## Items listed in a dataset
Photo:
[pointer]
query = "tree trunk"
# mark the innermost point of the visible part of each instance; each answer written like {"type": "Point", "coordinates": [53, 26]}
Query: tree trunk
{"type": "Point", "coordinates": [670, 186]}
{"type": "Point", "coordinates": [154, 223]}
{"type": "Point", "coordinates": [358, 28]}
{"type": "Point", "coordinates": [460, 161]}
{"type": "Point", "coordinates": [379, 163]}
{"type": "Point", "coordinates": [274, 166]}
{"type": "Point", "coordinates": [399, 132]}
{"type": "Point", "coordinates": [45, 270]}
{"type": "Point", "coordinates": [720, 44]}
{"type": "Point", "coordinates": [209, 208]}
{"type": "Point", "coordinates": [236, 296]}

## Written task
Lay out every line of the material above as a Markdown table with two columns, Row and Line, numbering the rows in order and leaving out blank lines.

## Result of the exercise
| Row | Line |
|---|---|
| 1 | Photo: |
| 2 | [pointer] |
| 3 | query = "tree trunk" |
| 4 | # mark the innermost point of the visible part of each instance; each answer written like {"type": "Point", "coordinates": [53, 26]} |
| 5 | Query: tree trunk |
| 6 | {"type": "Point", "coordinates": [670, 186]} |
| 7 | {"type": "Point", "coordinates": [154, 223]} |
| 8 | {"type": "Point", "coordinates": [358, 28]} |
| 9 | {"type": "Point", "coordinates": [460, 161]} |
| 10 | {"type": "Point", "coordinates": [379, 163]} |
| 11 | {"type": "Point", "coordinates": [274, 166]} |
| 12 | {"type": "Point", "coordinates": [399, 132]} |
| 13 | {"type": "Point", "coordinates": [45, 270]} |
| 14 | {"type": "Point", "coordinates": [720, 44]} |
| 15 | {"type": "Point", "coordinates": [209, 208]} |
| 16 | {"type": "Point", "coordinates": [236, 296]} |